▶ **EXERCISE DATA**:
^^^^^^^^
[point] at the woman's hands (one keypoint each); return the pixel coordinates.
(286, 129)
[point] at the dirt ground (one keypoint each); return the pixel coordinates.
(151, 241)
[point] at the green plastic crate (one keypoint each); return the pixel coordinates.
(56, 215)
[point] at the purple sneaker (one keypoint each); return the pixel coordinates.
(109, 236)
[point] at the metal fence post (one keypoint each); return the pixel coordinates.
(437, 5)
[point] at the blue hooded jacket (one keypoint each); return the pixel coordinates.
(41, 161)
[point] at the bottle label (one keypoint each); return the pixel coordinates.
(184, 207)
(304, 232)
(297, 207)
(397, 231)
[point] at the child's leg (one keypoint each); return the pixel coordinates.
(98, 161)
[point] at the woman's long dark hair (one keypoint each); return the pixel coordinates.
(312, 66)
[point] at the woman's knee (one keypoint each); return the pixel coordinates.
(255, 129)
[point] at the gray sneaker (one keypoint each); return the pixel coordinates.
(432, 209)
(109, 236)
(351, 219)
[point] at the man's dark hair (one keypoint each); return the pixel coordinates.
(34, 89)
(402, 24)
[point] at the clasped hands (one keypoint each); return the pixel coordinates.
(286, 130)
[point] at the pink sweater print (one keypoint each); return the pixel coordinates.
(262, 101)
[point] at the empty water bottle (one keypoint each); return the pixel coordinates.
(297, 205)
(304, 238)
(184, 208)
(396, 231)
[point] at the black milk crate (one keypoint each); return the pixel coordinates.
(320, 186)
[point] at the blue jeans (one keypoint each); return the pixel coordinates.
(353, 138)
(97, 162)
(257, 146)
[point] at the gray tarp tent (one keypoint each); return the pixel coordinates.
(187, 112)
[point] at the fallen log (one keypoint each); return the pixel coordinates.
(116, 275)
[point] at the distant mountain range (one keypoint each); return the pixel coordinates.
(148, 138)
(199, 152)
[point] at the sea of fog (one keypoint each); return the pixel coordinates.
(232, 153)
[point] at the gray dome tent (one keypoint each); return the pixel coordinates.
^^^^^^^^
▶ **PROBLEM TO WORK ON**: Write out all of the data above as a numbered list, one line per item, leaving out any blank lines.

▶ **RESULT FOR THIS TASK**:
1. [point] at the woman's hands (one keypoint each); return the pixel coordinates.
2. (286, 129)
3. [point] at the dirt ground (one keypoint each); return the pixel coordinates.
4. (151, 241)
5. [point] at the green plastic crate (one keypoint each); return the pixel coordinates.
6. (56, 215)
7. [point] at the purple sneaker (one keypoint each); return the pixel coordinates.
8. (109, 236)
9. [point] at the metal fence post (one keypoint each); return the pixel coordinates.
10. (437, 5)
11. [point] at the blue hooded jacket (one keypoint each); return the pixel coordinates.
12. (41, 161)
13. [point] at the bottle label (one keypoint each); return the pixel coordinates.
14. (184, 207)
15. (304, 232)
16. (297, 207)
17. (397, 231)
18. [point] at the child's leg (one keypoint each); return the pixel coordinates.
19. (98, 161)
20. [point] at the woman's long dark hair (one keypoint each); return the pixel coordinates.
21. (312, 66)
22. [point] at the woman's knee (one keypoint each); return the pixel coordinates.
23. (255, 129)
24. [point] at the gray sneaker (one keypoint each); return the pixel coordinates.
25. (432, 209)
26. (109, 236)
27. (351, 219)
28. [point] at the man's dark hair (one keypoint each); return the pixel coordinates.
29. (34, 89)
30. (402, 24)
31. [point] at the clasped hands (one keypoint each); return the pixel coordinates.
32. (286, 130)
33. [point] at the pink sweater print (one keypoint each); return the pixel coordinates.
34. (262, 101)
35. [point] at the empty water bottle (one keypoint each); return the pixel coordinates.
36. (297, 205)
37. (304, 238)
38. (184, 208)
39. (396, 231)
40. [point] at the black milk crate (one keypoint each); return the pixel coordinates.
41. (320, 186)
42. [point] at the blue jeans (one keypoint each); return the pixel coordinates.
43. (353, 138)
44. (97, 162)
45. (257, 146)
46. [point] at the gray tarp tent (one keypoint each); return the pixel coordinates.
47. (187, 112)
48. [point] at the fallen log (one keypoint each); return the pixel coordinates.
49. (116, 275)
50. [point] at the distant mountain range (one keypoint each); return the pixel coordinates.
51. (148, 138)
52. (199, 152)
53. [point] at the sea of fog (one keypoint each); return the pixel coordinates.
54. (232, 153)
55. [point] at the gray dome tent (one keypoint each); return the pixel coordinates.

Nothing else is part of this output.